Job: Could you copy the wavelet transform text word for word, starting with "Wavelet transform is a" and going on through "change over time."?

Document:
The feature parameters A and $\phi$ are obtained by fitting the discrete sequence values of the residual SNR within the selected interval using a cosine function. Different intervals correspond to different residual SNR sequences, resulting in different fitted parameter values. Expanding the interval provides more information but introduces more noise, necessitating a suitable interval. Furthermore, the attenuation rate of reflected signal quality varies depending on the reflection zone. Selecting a single fixed interval struggles to simultaneously adapt to the characteristics of different satellite signals. An algorithm is needed to find an appropriate interval for each satellite.

2.2. Wavelet Transform and Elevation Angle Interval Selection

Wavelet transform is a signal analysis method that decomposes a signal into components at different scales (frequencies) and locations. Unlike Fourier transform, which primarily focuses on frequency components, wavelet transform simultaneously considers frequency and time (or space) information, making it highly suitable for analyzing non-stationary time series where power and frequency change over time.

The core of wavelet transform is the wavelet function $\psi \left(t\right)$, an oscillatory function with finite length or rapid decay. The wavelet function is scaled and translated to analyze the signal. For the continuous wavelet transform, the wavelet function is ${\psi }_{a,b}\left(t\right)={\displaystyle \frac{1}{\sqrt{\left|a\right|}}}\psi \left({\displaystyle \frac{t-b}{a}}\right)$, where $a$ is the scale factor and b is the translation factor. The continuous wavelet transform of a signal x(t) is defined as $W_x\left(a,b\right)={{\displaystyle \int }}_{-\infty }^{\infty }\overline{x\left(t\right){\psi }_{a,b}\left(t\right)}dt$, where $\overline{x\left(t\right){\psi }_{a,b}\left(t\right)}$ is the complex conjugate of $x\left(t\right){\psi }_{a,b}\left(t\right)$. The magnitude of the scale factor a affects the dilation of the wavelet function; a larger a stretches the wavelet function, corresponding to lower frequencies, while a smaller $a$ compresses it, corresponding to higher frequencies. The translation factor $b$ shifts the wavelet function along the time (or space) axis, enabling analysis at different signal positions [32].

Data records:
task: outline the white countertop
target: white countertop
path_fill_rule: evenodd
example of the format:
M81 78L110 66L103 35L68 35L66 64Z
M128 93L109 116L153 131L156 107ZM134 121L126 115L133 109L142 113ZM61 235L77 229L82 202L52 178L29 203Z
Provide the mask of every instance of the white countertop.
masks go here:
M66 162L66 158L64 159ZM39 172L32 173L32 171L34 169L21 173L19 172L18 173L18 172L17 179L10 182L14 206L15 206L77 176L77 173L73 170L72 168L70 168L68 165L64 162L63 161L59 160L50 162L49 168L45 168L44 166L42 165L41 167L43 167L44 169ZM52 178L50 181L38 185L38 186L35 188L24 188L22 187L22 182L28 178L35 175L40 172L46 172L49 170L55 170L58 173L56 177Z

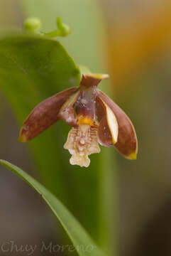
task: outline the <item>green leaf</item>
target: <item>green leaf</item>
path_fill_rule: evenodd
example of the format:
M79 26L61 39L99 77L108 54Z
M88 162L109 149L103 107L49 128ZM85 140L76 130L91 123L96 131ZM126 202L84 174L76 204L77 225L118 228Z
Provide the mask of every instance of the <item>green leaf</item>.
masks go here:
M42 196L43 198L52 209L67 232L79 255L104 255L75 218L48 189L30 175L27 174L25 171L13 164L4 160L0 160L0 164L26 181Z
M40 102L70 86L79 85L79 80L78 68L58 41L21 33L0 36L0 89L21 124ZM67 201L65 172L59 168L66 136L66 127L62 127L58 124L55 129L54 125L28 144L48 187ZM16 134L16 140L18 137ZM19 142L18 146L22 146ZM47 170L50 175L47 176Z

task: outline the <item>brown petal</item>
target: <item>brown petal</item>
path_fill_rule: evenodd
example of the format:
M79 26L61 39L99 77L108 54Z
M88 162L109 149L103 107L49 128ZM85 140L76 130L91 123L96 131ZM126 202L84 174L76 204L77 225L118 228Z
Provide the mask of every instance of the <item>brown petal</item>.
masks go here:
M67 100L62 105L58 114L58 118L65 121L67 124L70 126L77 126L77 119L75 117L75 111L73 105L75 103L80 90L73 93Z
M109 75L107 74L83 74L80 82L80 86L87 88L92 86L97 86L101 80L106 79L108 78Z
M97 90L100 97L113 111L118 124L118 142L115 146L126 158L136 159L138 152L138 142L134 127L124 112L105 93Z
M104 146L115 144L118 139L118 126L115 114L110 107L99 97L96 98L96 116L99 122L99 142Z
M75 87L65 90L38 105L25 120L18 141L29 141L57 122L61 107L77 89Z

Complete output:
Wavelet transform is a signal analysis method that decomposes a signal into components at different scales (frequencies) and locations. Unlike Fourier transform, which primarily focuses on frequency components, wavelet transform simultaneously considers frequency and time (or space) information, making it highly suitable for analyzing non-stationary time series where power and frequency change over time.